◆ Apply what you read
A: From the project description, write out the passage that begins at the words "The central question" and stops after "second language development.".
B: Render this sentence from the project description in Spanish: "Furthermore we ask whether the same areas of grammar are affected."

◆ Text
== Segment start ==
E4
Specific language impairment and early second language acquisition: Differentiating deviations in morphosyntactic acquisition
Deutsch
Principal Investigator:
Prof. Dr. Monika Rothweiler
Additional Advisor:
Dr. Annette Kracht
Research Assistants:
Solveig Kroffke
Nadine Stahl
Multilingual children in migration settings are more often assessed as language disabled than monolingual children. The aim of our research is to identify distinctive morphosyntactic features, which help to distinguish deviations from normal grammatical development of children acquiring German as an early second language (L2) from deviations caused by specific language impairment (SLI). These structures should differ from normal monolingual acquisition as well as from normal L2 acquisition since they are symptomatic of an SLI.
The central question is whether different conditions in acquisition (L2-context vs. SLI) lead to distinguishable deviations in the acquisition of German or not. Furthermore we ask whether the same areas of grammar are affected. If the same morphosyntactic areas will be affected, it must be settled whether we can find differing error patterns. If interindividual patterns can be established, they could be used as morphosyntactic indicators to identify SLI-children on the basis of their second language development.
== Segment end ==
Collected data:
== Segment start ==
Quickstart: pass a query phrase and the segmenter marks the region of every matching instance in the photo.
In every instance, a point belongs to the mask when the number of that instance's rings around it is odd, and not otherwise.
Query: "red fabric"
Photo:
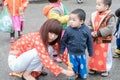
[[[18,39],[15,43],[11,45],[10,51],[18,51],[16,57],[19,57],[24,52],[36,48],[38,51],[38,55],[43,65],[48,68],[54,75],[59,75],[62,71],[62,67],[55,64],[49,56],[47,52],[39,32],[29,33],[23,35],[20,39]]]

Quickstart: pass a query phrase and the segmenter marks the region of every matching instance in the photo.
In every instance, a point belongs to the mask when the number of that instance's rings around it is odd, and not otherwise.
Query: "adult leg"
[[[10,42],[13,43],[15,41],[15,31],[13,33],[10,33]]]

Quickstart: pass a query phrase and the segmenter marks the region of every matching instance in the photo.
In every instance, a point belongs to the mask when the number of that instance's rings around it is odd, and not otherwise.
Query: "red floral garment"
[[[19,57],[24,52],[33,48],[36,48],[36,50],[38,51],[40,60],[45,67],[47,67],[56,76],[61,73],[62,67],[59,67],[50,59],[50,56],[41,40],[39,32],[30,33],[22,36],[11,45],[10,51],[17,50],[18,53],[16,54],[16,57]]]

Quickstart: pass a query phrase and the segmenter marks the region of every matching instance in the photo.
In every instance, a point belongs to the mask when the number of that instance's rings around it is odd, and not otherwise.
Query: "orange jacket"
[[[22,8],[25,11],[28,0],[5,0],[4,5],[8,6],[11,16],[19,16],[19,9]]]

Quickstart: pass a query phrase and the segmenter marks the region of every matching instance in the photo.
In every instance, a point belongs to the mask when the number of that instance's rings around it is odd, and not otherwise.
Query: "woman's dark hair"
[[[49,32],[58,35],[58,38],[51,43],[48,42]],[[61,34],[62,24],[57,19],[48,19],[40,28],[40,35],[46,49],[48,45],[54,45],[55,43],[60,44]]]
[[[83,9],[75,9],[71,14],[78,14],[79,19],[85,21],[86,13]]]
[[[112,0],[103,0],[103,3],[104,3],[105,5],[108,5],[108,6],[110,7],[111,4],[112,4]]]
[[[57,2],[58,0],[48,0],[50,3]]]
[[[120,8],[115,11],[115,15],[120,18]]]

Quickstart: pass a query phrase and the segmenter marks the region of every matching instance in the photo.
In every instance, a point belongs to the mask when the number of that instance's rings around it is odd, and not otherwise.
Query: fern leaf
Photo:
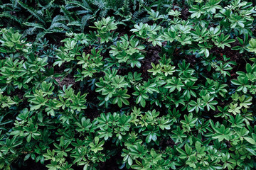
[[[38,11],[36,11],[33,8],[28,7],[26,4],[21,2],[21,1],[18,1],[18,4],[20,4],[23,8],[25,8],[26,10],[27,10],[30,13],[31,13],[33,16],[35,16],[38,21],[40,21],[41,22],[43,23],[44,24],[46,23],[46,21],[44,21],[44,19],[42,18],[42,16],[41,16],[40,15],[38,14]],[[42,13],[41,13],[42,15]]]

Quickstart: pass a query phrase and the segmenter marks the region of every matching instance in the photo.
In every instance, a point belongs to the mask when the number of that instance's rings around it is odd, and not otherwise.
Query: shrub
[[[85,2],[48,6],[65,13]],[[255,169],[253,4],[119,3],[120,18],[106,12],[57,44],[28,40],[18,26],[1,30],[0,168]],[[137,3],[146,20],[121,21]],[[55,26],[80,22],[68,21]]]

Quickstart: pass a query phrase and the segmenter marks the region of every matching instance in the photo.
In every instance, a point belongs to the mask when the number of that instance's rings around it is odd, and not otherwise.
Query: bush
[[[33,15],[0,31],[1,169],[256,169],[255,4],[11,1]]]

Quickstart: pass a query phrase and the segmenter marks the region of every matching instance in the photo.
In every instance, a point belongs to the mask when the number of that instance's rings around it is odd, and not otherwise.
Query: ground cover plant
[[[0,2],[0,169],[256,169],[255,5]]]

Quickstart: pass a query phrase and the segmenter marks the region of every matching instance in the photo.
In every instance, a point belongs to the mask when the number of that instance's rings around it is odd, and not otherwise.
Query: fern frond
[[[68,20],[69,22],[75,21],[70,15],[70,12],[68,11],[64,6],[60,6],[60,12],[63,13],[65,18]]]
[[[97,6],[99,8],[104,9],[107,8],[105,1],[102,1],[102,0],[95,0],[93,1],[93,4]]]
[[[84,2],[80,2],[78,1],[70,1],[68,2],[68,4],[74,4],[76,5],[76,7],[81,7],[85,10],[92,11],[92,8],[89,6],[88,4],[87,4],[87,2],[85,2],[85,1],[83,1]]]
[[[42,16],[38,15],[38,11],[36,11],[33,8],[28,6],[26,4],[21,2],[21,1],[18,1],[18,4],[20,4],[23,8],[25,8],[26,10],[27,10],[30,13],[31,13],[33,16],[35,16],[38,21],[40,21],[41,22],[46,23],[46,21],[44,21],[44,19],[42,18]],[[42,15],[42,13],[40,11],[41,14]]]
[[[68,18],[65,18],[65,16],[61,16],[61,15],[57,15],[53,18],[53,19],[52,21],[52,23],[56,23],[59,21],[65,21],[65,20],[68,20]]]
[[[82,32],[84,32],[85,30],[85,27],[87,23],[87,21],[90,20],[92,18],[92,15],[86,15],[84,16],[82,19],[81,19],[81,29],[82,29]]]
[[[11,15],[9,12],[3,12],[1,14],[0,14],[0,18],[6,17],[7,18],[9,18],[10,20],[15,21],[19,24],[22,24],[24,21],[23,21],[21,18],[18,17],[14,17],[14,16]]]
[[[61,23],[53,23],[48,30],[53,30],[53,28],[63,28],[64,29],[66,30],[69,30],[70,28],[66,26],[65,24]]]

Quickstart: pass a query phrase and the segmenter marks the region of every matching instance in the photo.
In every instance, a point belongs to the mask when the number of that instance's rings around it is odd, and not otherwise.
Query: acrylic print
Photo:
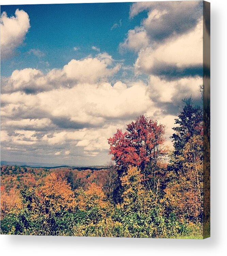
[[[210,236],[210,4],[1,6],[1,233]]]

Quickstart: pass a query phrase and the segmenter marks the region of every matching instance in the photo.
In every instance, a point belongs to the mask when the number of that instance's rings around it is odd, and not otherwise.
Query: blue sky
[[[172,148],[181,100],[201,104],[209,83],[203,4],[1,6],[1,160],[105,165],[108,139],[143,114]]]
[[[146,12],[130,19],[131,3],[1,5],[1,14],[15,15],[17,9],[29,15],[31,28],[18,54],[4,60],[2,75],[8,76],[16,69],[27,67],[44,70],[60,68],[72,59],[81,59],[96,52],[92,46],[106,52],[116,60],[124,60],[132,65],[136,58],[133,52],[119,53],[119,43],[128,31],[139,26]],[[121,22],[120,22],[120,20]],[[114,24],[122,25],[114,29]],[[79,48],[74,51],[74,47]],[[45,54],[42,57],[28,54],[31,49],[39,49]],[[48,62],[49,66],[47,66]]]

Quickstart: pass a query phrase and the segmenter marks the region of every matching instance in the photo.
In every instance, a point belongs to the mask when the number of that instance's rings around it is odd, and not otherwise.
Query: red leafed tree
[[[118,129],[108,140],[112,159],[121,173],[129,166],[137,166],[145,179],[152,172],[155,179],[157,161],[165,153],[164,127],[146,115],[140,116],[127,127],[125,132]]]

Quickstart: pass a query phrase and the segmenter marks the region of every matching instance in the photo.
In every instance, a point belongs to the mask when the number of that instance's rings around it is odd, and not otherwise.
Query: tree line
== Segment end ==
◆ Answers for each item
A:
The central question is whether different conditions in acquisition (L2-context vs. SLI) lead to distinguishable deviations in the acquisition of German or not. Furthermore we ask whether the same areas of grammar are affected. If the same morphosyntactic areas will be affected, it must be settled whether we can find differing error patterns. If interindividual patterns can be established, they could be used as morphosyntactic indicators to identify SLI-children on the basis of their second language development.

B: Además, preguntamos si se ven afectadas las mismas áreas de la gramática.